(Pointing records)
┌──

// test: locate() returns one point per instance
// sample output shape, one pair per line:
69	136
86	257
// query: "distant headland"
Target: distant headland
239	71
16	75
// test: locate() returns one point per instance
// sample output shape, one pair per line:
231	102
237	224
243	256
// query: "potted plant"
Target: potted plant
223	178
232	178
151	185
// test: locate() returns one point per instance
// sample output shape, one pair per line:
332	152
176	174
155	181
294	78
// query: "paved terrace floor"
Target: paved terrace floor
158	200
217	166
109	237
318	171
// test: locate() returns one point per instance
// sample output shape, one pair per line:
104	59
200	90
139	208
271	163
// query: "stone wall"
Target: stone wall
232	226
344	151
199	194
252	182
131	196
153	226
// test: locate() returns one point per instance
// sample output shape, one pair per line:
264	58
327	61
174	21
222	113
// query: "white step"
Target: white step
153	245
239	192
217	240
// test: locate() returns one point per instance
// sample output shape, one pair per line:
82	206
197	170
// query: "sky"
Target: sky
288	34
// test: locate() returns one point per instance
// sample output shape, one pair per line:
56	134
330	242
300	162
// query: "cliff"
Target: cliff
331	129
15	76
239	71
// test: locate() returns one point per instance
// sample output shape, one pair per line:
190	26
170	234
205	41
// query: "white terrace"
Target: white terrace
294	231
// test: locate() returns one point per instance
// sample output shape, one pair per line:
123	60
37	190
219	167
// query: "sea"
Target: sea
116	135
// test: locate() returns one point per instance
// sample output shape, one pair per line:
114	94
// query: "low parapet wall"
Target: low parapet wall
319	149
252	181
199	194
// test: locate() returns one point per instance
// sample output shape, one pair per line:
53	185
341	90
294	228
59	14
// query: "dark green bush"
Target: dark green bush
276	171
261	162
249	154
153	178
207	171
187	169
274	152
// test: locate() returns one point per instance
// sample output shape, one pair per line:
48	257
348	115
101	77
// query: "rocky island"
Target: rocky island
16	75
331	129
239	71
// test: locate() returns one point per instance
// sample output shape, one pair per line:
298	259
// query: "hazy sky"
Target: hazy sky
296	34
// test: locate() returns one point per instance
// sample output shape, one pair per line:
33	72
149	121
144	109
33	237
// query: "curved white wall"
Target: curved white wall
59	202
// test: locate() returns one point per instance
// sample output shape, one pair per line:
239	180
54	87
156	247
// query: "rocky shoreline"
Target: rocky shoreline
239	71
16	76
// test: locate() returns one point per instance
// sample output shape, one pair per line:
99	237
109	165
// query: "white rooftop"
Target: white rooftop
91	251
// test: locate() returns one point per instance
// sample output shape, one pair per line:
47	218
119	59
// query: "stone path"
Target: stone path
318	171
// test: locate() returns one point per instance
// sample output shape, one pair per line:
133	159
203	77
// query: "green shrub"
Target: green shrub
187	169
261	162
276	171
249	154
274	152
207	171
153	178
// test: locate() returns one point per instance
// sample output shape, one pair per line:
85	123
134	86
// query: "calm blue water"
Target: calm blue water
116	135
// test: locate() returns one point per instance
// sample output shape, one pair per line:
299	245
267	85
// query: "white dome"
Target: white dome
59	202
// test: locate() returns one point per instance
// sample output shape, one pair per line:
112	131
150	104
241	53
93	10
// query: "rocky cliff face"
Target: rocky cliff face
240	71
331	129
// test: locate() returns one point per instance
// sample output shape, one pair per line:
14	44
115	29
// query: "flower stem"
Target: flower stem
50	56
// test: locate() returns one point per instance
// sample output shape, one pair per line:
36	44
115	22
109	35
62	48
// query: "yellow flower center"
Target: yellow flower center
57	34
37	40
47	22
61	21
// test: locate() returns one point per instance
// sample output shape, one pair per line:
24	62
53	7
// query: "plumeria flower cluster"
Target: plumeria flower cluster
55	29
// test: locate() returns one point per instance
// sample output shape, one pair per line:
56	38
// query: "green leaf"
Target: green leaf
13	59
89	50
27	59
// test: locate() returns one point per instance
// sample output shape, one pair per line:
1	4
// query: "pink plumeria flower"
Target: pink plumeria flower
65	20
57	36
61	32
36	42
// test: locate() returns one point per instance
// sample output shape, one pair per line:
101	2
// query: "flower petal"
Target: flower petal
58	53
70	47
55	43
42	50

└──

List every line in the data above that contains the word "petal", copying each line in full.

// query: "flower petal"
Target: flower petal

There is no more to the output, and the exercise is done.